- Venue: Stadion Poljud
- Location: Split
- Dates: 27 August (heats); 28 August (semifinals & final);
- Competitors: 20 from 10 nations
- Winning time: 10.89

Medalists
| gold medal | Katrin Krabbe | East Germany |
| silver medal | Silke Möller | East Germany |
| bronze medal | Kerstin Behrendt | East Germany |

= 1990 European Athletics Championships – Women's 100 metres =

These are the official results of the Women's 100 metres event at the 1990 European Championships in Split, Yugoslavia, held at Stadion Poljud on 27 and 28 August 1990.

==Participation==
According to an unofficial count, 20 athletes from 10 countries participated in the event.

- GDR (3)
- FIN (2)
- FRA (3)
- GRE (1)
- POL (1)
- POR (1)
- URS (3)
- ESP (1)
- GBR (3)
- FRG (2)

## Data excerpt
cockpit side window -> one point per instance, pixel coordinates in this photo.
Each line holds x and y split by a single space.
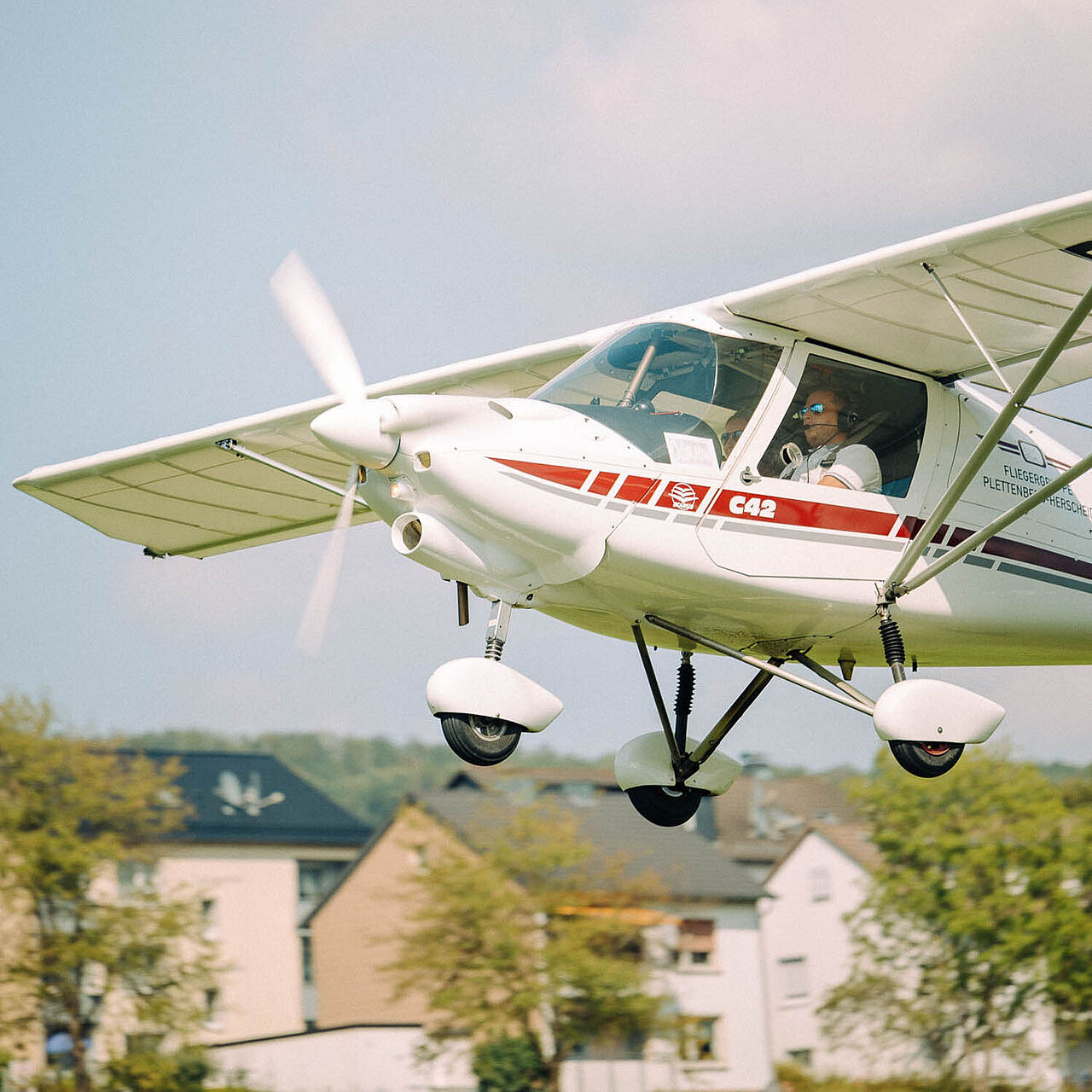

## Written task A
In the women's 100 metres results, which countries are listed with three participating athletes? Give each one as its abbreviation appears in the list.
## Written task B
Based on the women's 100 metres results, decide whether each statement agrees with the text. For each one, answer yes or no and quote the deciding words.
(i) The heats took place on 28 August.
(ii) Poland had one athlete in the event.
(iii) The figure of 20 athletes comes from an official count.
## Written task C
Reproduce the women's 100 metres results verbatim from "These are the" to "28 August 1990.".

## Worked solution A
GDR, FRA, URS, GBR

## Worked solution B
(i) No: "27 August (heats)"
(ii) Yes: "POL (1)"
(iii) No: "According to an unofficial count"

## Worked solution C
These are the official results of the Women's 100 metres event at the 1990 European Championships in Split, Yugoslavia, held at Stadion Poljud on 27 and 28 August 1990.